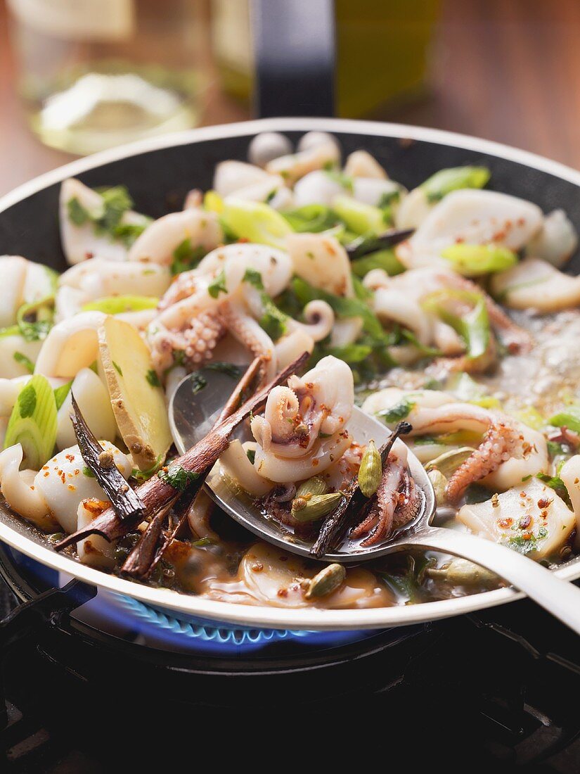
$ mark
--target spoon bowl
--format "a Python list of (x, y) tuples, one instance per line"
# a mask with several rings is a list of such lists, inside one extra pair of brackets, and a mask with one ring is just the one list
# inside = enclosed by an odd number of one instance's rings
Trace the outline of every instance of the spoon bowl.
[[(179, 382), (169, 402), (169, 425), (180, 454), (210, 431), (238, 377), (237, 371), (230, 366), (210, 364)], [(384, 425), (356, 407), (347, 428), (357, 443), (366, 444), (372, 438), (377, 447), (388, 440), (391, 434)], [(237, 430), (238, 433), (244, 432), (243, 426)], [(246, 440), (243, 435), (238, 437)], [(401, 439), (395, 441), (401, 443)], [(437, 502), (431, 481), (411, 451), (408, 463), (415, 485), (422, 493), (422, 507), (417, 517), (377, 546), (361, 548), (346, 537), (339, 548), (318, 558), (326, 563), (360, 563), (414, 548), (462, 557), (504, 578), (580, 634), (580, 589), (507, 546), (471, 533), (433, 526)], [(205, 488), (220, 508), (262, 539), (302, 557), (314, 558), (311, 553), (312, 543), (285, 531), (285, 528), (263, 514), (249, 495), (221, 473), (219, 463), (207, 476)]]
[[(180, 454), (209, 432), (234, 385), (235, 379), (227, 371), (215, 371), (211, 368), (200, 368), (179, 382), (169, 403), (169, 425)], [(380, 447), (391, 437), (387, 427), (356, 406), (346, 428), (360, 444), (368, 444), (373, 439)], [(247, 440), (249, 432), (241, 427), (237, 437)], [(395, 444), (401, 443), (398, 440)], [(433, 487), (423, 466), (411, 451), (408, 461), (411, 474), (421, 491), (421, 508), (415, 519), (397, 530), (388, 543), (361, 548), (360, 540), (346, 538), (336, 550), (319, 557), (320, 560), (345, 564), (392, 553), (404, 547), (405, 536), (414, 534), (431, 522), (435, 512)], [(204, 487), (222, 510), (258, 537), (292, 553), (313, 558), (311, 553), (313, 541), (294, 535), (289, 528), (264, 515), (250, 495), (221, 472), (219, 464), (207, 476)]]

┄┄┄┄┄┄┄┄┄┄

» **EXERCISE OBJECTIVE**: Express the items above as a two-column CSV with the columns instruction and reply, one row per item, putting each item's full text in one quoted field and its answer in the other, with line breaks replaced by spaces. Cover every item and leave the pictures out.

» **REPLY**:
instruction,reply
"$ mark --target spoon bowl --format ""a Python list of (x, y) tuples, one instance per line"" # a mask with several rings is a list of such lists, inside one extra pair of brackets, and a mask with one ring is just the one list # inside = enclosed by an odd number of one instance's rings Trace the outline of every instance of the spoon bowl.","[[(179, 382), (169, 402), (169, 425), (180, 454), (210, 431), (238, 377), (237, 371), (230, 366), (210, 364)], [(384, 425), (356, 407), (347, 428), (357, 443), (366, 444), (372, 438), (377, 447), (388, 440), (391, 434)], [(237, 430), (238, 433), (244, 432), (243, 426)], [(246, 440), (243, 435), (238, 437)], [(401, 439), (395, 441), (401, 443)], [(437, 502), (431, 481), (411, 451), (408, 463), (415, 485), (422, 493), (422, 507), (417, 517), (377, 546), (361, 548), (346, 537), (339, 548), (318, 558), (326, 563), (360, 563), (414, 548), (462, 557), (504, 578), (580, 634), (580, 589), (507, 546), (471, 533), (433, 526)], [(205, 488), (220, 508), (262, 539), (302, 557), (314, 558), (311, 553), (312, 543), (285, 531), (285, 528), (263, 514), (249, 495), (221, 473), (219, 463), (207, 476)]] [[(180, 454), (209, 432), (234, 385), (235, 379), (227, 371), (215, 371), (211, 368), (200, 368), (179, 382), (169, 403), (169, 425)], [(380, 447), (391, 437), (387, 427), (356, 406), (346, 428), (360, 444), (368, 444), (373, 439)], [(247, 440), (249, 432), (241, 427), (237, 437)], [(395, 444), (401, 443), (398, 440)], [(433, 487), (423, 466), (411, 451), (408, 461), (411, 474), (421, 491), (421, 508), (415, 519), (397, 530), (388, 543), (361, 548), (360, 540), (346, 538), (336, 550), (319, 557), (320, 560), (345, 564), (392, 553), (404, 547), (405, 536), (414, 534), (431, 522), (435, 512)], [(204, 487), (222, 510), (258, 537), (292, 553), (313, 558), (311, 553), (313, 541), (294, 535), (289, 528), (264, 515), (250, 495), (221, 472), (219, 464), (207, 476)]]"